Confidence fragile as rates put on hold
The losses came after global markets posted significant falls for the first time in 2013.
At the close on Tuesday, the benchmark S&P/ASX 200 index was down 24.8 points, or 0.51 per cent, at 4882.7, while the broader All Ordinaries index was down 26.5 points, or 0.54 per cent, at 4902.6.
US and European markets fell sharply overnight, highlighting how fragile investor confidence is amid claims of improper political payments in Spain, which sent bond yields there soaring.
The long-term worry was if the Spanish instability dragged on, it could be unsettling for markets.
Options Xpress analyst Ben Le Brun said Monday's losses had insulated the local market from heavier falls on Tuesday as global investors worried about Europe.
"It could have been a lot worse for the Australian market," Mr Le Brun said. "It's been mildly encouraging, given the leads and the indicators that we go off."
The profit-reporting season had a lacklustre start, with Cochlear's share price shedding 9 per cent, while the Reserve Bank's decision to keep the cash rate steady did not stimulate investors.
Most sectors were down, including the dominant financials and resources, with only defensives gaining.

Data entries
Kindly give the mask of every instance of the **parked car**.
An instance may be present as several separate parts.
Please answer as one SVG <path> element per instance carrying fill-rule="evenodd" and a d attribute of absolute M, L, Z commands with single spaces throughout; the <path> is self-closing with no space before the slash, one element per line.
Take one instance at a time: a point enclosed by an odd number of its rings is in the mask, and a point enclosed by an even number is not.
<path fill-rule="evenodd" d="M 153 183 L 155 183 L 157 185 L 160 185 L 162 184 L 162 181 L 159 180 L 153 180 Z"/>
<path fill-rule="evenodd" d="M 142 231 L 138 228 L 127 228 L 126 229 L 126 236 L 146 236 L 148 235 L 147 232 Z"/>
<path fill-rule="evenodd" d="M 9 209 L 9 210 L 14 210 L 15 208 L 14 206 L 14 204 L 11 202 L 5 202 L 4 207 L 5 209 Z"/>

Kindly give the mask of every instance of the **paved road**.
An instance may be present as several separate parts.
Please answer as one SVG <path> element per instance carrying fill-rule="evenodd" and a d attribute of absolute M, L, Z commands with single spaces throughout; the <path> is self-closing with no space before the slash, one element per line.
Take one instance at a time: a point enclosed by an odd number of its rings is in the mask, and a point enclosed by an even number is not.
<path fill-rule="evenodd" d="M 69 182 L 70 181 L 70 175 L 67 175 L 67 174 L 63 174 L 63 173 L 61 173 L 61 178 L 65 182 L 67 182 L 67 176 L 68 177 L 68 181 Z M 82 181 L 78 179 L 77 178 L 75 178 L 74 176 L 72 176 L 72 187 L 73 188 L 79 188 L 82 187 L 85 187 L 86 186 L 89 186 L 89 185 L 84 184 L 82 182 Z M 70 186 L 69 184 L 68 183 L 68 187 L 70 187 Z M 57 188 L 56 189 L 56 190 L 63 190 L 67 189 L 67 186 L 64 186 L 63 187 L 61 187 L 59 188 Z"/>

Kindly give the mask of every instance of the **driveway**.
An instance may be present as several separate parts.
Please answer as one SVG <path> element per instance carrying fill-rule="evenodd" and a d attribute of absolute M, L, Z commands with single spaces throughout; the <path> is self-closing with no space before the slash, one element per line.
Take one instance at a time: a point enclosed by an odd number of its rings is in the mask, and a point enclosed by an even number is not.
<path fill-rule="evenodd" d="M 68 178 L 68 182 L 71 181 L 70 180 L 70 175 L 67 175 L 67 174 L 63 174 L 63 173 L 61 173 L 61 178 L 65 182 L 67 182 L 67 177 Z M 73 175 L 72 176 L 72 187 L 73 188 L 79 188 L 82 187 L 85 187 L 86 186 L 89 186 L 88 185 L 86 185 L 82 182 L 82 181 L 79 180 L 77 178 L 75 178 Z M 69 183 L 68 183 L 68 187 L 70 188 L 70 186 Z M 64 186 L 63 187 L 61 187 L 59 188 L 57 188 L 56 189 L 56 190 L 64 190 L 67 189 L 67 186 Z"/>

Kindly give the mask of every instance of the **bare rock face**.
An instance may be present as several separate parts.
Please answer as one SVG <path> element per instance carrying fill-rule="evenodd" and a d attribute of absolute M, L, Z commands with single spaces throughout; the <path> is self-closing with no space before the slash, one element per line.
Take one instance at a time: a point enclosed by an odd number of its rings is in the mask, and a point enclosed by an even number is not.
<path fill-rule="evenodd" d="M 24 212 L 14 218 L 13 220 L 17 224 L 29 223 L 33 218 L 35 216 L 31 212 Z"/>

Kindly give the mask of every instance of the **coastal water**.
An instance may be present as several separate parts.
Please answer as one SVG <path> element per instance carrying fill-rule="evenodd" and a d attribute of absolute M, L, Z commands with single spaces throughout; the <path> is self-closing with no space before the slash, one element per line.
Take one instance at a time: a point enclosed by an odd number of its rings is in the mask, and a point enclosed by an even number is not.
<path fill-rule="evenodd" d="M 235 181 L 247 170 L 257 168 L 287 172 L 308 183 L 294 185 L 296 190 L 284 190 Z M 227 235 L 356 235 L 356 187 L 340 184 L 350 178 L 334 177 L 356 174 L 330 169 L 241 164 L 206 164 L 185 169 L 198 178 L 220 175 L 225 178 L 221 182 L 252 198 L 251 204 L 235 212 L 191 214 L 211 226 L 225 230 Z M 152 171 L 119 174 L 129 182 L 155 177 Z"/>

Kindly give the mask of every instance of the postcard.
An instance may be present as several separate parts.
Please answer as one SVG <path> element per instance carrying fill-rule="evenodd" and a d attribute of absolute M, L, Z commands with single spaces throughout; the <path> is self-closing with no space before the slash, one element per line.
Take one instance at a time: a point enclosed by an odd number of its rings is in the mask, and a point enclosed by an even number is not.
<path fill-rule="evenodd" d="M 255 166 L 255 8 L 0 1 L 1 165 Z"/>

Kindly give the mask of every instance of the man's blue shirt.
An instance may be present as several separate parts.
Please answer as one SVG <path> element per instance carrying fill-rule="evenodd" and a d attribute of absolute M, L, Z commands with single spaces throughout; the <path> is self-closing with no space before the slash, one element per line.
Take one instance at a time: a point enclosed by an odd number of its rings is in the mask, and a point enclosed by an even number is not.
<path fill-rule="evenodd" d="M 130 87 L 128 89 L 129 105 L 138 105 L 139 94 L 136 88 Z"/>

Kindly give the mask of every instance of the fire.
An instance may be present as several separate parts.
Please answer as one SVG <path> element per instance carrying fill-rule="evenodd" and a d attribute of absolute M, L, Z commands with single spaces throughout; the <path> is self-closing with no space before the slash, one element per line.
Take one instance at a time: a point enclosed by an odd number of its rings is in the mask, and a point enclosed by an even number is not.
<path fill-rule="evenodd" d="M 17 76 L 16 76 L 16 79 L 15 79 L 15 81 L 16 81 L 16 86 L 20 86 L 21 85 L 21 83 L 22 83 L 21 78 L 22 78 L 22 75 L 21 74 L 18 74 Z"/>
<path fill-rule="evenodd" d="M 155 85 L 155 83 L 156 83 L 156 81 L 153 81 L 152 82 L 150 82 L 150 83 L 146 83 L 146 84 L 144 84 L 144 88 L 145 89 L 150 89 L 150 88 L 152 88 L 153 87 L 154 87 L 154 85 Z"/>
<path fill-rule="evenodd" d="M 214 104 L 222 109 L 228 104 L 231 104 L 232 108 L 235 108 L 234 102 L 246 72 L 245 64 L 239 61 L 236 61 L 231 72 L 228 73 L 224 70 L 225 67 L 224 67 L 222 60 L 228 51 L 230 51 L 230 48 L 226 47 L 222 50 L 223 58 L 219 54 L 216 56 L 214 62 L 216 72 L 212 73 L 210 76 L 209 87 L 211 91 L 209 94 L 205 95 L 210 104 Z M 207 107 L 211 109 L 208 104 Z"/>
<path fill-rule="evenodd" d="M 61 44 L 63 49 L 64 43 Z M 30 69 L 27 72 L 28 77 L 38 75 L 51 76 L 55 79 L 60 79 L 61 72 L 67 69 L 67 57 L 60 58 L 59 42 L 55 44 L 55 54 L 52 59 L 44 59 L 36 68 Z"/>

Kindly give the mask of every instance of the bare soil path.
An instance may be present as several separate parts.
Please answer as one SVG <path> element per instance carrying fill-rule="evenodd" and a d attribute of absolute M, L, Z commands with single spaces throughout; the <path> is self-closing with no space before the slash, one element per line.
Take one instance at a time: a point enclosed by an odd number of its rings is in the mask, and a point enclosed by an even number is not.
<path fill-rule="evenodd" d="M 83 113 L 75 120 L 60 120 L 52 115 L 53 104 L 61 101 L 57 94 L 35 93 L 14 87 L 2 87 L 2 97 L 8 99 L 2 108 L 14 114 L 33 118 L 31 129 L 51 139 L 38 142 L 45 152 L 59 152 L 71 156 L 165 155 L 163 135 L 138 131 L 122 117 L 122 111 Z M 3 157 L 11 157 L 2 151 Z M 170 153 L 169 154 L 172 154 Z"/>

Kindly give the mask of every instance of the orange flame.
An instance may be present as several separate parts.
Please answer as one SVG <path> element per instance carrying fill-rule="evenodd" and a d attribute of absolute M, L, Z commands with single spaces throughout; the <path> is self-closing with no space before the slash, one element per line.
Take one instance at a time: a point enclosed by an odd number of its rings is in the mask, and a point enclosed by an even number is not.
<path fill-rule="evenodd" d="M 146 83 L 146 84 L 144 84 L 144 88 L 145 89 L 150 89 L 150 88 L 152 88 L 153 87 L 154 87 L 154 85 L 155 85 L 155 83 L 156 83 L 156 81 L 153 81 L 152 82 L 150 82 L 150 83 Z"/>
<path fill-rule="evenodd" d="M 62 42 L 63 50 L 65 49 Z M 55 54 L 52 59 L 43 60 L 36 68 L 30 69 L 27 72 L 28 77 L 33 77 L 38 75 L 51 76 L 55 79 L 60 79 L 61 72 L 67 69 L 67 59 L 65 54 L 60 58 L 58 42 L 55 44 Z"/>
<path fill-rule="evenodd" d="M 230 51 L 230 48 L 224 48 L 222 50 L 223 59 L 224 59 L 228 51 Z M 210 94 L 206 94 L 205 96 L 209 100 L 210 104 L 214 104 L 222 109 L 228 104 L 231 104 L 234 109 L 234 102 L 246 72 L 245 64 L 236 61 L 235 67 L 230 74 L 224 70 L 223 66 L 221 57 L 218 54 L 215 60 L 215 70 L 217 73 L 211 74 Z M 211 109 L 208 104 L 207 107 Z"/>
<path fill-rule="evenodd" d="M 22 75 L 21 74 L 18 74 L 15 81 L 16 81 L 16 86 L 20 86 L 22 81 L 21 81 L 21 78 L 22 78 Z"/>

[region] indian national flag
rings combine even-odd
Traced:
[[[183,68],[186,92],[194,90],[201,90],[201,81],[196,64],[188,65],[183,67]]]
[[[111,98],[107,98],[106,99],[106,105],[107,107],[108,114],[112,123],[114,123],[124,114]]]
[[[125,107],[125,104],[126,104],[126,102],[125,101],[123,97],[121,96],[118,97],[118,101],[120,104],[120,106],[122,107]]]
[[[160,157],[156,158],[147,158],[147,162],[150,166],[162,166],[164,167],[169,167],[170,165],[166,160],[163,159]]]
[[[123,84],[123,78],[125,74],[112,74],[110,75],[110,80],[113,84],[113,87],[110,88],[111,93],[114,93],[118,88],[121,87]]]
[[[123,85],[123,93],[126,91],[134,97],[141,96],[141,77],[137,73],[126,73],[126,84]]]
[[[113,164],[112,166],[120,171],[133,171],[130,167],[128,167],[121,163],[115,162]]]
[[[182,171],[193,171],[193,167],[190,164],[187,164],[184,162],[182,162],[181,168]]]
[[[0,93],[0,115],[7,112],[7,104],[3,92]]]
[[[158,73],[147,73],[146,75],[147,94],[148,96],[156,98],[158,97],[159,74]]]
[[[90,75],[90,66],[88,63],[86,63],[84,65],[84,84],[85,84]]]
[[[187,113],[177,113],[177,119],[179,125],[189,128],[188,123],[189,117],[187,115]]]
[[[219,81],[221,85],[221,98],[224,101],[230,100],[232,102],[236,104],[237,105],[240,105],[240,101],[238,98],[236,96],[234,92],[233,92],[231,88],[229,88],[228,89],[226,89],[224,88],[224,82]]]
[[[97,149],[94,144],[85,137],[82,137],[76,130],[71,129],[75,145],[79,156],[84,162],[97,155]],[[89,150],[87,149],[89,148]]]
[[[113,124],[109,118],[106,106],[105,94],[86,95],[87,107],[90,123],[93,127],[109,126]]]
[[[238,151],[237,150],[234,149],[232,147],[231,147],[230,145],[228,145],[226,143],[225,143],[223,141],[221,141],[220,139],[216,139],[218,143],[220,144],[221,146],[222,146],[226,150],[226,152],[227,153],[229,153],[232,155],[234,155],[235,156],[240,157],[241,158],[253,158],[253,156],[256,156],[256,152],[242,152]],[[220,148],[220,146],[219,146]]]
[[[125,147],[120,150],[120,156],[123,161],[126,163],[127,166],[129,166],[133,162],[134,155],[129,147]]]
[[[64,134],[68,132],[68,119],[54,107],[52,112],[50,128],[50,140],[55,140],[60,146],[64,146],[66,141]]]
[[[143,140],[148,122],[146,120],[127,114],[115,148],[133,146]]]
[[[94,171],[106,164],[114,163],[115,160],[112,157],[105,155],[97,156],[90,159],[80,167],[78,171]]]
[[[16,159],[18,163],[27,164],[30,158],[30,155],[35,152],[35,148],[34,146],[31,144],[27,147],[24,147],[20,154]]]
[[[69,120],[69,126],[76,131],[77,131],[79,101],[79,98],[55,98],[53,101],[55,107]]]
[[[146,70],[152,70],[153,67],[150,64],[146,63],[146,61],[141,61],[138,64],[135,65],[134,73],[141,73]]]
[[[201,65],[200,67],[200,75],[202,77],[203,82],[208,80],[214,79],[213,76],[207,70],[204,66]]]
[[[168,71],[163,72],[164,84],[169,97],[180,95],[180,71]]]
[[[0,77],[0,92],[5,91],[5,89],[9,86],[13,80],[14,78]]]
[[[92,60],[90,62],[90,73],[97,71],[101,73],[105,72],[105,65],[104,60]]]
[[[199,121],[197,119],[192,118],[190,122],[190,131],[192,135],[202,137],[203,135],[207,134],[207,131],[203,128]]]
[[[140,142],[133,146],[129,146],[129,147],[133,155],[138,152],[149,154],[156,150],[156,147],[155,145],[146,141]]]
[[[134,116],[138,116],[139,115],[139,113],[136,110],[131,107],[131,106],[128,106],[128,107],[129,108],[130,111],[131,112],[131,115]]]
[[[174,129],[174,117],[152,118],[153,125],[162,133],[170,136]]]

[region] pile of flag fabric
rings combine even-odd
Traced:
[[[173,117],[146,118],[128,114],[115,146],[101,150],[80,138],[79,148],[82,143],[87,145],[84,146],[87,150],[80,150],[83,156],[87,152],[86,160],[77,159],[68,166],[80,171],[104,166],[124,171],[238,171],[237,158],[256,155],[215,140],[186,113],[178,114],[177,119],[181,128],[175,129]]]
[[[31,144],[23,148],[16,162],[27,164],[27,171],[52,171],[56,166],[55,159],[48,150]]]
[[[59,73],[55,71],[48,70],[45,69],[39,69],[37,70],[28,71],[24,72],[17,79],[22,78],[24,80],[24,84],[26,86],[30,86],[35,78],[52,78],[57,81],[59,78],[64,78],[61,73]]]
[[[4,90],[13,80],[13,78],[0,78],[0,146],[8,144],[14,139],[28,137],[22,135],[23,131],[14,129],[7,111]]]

__TASK INSTRUCTIONS__.
[1] According to the market report, how many points did the benchmark S&P/ASX 200 index lose by Tuesday's close?
[2] Quote the data entries word for word, starting at the beginning of the data entries and ending with the line that contains "209 L 9 210".

__RESPONSE LIST__.
[1] It lost 24.8 points, or 0.51 per cent, closing at 4882.7.

[2]
Kindly give the mask of every instance of the **parked car**.
An instance may be present as several separate parts.
Please answer as one SVG <path> element per instance carrying fill-rule="evenodd" and a d attribute of absolute M, L, Z commands with single spaces throughout; the <path> is self-closing with no space before the slash, one element per line.
Take one instance at a time: a point enclosed by an odd number of its rings is in the mask, and a point enclosed by an even number is not.
<path fill-rule="evenodd" d="M 153 183 L 155 183 L 157 185 L 160 185 L 162 184 L 162 181 L 159 180 L 153 180 Z"/>
<path fill-rule="evenodd" d="M 142 231 L 138 228 L 127 228 L 126 229 L 126 236 L 146 236 L 148 235 L 147 232 Z"/>
<path fill-rule="evenodd" d="M 9 209 L 9 210 L 14 210 L 15 208 L 14 206 L 14 204 L 11 202 L 5 202 L 4 207 L 5 209 Z"/>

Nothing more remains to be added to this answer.